▶ [What you should do]:
Render the listing below as a Markdown table with the columns Number and Line, putting a row number in the first column and the line in the second. Start at the line containing "the blurred branch.", continue through the end of the listing, and leave out blank lines.

▶ [Data extract]:
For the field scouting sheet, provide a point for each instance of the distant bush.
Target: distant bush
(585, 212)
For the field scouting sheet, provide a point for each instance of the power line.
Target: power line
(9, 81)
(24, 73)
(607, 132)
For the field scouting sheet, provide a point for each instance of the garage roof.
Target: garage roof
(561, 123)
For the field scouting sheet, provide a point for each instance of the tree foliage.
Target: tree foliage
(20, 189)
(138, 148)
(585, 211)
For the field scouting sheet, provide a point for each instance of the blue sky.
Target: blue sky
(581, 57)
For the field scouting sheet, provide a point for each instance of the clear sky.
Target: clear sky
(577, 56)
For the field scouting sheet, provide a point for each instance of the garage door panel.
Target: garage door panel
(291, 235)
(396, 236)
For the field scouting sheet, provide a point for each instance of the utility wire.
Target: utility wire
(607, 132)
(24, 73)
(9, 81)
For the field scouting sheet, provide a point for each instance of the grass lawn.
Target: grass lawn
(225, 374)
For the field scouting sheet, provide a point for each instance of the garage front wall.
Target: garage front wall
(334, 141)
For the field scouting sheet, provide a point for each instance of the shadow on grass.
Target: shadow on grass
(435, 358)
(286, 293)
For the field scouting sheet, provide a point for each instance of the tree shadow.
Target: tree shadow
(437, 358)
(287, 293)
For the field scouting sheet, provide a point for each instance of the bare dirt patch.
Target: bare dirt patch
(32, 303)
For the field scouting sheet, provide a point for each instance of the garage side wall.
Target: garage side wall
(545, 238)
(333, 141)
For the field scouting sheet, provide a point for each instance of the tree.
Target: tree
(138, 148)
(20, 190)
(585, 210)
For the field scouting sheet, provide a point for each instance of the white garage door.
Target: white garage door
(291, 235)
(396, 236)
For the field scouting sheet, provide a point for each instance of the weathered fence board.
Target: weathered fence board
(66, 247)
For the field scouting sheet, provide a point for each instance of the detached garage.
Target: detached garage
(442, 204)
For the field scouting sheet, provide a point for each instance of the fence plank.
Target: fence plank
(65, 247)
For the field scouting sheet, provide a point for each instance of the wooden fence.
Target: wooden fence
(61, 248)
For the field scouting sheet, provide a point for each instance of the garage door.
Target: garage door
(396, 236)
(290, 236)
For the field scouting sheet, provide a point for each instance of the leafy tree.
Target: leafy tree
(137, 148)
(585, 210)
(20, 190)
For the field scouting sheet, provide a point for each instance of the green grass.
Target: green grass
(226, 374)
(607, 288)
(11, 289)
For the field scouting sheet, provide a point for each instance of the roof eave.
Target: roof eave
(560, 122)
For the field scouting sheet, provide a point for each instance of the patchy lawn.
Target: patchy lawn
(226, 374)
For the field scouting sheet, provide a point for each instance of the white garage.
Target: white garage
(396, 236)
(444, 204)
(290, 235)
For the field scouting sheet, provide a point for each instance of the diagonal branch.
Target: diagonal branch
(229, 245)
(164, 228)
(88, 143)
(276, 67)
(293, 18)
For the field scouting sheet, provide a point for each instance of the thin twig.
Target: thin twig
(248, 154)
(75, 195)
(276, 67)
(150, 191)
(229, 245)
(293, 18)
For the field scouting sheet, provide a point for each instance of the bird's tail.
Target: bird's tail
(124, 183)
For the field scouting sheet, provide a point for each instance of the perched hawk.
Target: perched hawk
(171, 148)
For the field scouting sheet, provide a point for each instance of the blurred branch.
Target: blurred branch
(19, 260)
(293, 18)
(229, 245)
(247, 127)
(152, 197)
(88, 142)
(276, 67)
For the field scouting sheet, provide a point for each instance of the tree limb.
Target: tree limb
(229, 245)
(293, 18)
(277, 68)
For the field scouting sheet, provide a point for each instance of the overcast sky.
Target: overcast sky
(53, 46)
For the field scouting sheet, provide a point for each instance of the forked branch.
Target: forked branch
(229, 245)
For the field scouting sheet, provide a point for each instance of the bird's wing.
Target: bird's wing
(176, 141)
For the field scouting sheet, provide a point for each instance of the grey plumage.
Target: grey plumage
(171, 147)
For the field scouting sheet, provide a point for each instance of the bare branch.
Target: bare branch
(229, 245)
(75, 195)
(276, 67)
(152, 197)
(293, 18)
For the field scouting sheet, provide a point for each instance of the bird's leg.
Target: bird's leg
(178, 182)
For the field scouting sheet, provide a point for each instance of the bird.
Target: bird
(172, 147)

▶ [Worked solution]:
| Number | Line |
|---|---|
| 1 | For the field scouting sheet, provide a point for each instance of the blurred branch. |
| 2 | Target: blurred branch |
| 3 | (19, 260) |
| 4 | (293, 18) |
| 5 | (229, 245) |
| 6 | (247, 127) |
| 7 | (152, 197) |
| 8 | (88, 142) |
| 9 | (276, 67) |
| 10 | For the field scouting sheet, provide a point for each instance of the tree limb. |
| 11 | Target: tree limb |
| 12 | (229, 245) |
| 13 | (293, 18) |
| 14 | (277, 68) |
| 15 | For the field scouting sheet, provide a point for each instance of the overcast sky. |
| 16 | Target: overcast sky |
| 17 | (53, 46) |
| 18 | For the field scouting sheet, provide a point for each instance of the forked branch. |
| 19 | Target: forked branch |
| 20 | (229, 245) |
| 21 | For the field scouting sheet, provide a point for each instance of the bird's wing. |
| 22 | Target: bird's wing |
| 23 | (176, 141) |
| 24 | For the field scouting sheet, provide a point for each instance of the grey plumage. |
| 25 | Target: grey plumage |
| 26 | (171, 147) |
| 27 | For the field scouting sheet, provide a point for each instance of the bare branch. |
| 28 | Target: bare branch |
| 29 | (229, 245) |
| 30 | (75, 195) |
| 31 | (276, 67) |
| 32 | (152, 197) |
| 33 | (293, 18) |
| 34 | For the field scouting sheet, provide a point for each instance of the bird's leg. |
| 35 | Target: bird's leg |
| 36 | (178, 182) |
| 37 | For the field scouting sheet, provide a point for each instance of the bird. |
| 38 | Target: bird |
| 39 | (172, 147) |